• _Aim of the task_: Write out every line of the records word for word, from the line containing "target: desk top surface" through the end of the records, including both ends.

START

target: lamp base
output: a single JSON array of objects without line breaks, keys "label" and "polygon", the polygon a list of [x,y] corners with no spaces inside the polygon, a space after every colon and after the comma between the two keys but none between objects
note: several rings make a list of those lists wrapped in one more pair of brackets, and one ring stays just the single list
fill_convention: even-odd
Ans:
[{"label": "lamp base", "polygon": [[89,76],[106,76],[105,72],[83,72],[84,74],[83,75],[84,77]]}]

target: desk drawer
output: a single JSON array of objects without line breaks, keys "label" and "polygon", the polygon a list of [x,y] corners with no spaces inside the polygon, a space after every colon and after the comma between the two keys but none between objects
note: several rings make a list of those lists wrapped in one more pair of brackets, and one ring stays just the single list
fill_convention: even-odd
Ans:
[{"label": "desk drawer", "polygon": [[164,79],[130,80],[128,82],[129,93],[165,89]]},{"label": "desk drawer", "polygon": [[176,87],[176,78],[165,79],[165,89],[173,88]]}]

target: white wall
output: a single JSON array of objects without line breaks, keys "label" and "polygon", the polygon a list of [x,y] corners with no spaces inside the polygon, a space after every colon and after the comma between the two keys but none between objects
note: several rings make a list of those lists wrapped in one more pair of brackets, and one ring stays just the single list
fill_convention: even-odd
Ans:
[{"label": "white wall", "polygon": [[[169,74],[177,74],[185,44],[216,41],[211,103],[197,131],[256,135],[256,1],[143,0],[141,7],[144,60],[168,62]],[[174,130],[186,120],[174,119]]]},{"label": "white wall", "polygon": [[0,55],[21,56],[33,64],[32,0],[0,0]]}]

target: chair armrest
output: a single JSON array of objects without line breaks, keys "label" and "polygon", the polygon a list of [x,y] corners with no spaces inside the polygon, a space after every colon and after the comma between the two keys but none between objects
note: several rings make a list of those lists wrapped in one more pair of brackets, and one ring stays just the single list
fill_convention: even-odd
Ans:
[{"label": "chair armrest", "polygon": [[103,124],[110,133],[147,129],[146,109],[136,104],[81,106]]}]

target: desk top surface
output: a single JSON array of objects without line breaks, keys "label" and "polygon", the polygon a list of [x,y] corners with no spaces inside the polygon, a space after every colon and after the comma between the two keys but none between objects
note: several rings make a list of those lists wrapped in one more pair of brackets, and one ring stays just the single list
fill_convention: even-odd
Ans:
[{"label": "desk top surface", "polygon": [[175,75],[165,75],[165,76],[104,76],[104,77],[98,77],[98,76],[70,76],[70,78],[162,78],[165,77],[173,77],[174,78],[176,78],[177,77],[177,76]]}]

END

• _Complete answer_:
target: desk top surface
output: a single JSON array of objects without line breaks, keys "label" and "polygon", the polygon a list of [x,y] corners with no spaces inside the polygon, a space after every colon and after the comma between the two keys but none between objects
note: several rings make a list of those lists wrapped in one more pair of brackets, and one ring stays just the single list
fill_convention: even-odd
Ans:
[{"label": "desk top surface", "polygon": [[175,75],[165,75],[165,76],[104,76],[104,77],[98,77],[98,76],[70,76],[70,78],[162,78],[165,77],[173,77],[174,78],[176,78],[177,77],[177,76]]}]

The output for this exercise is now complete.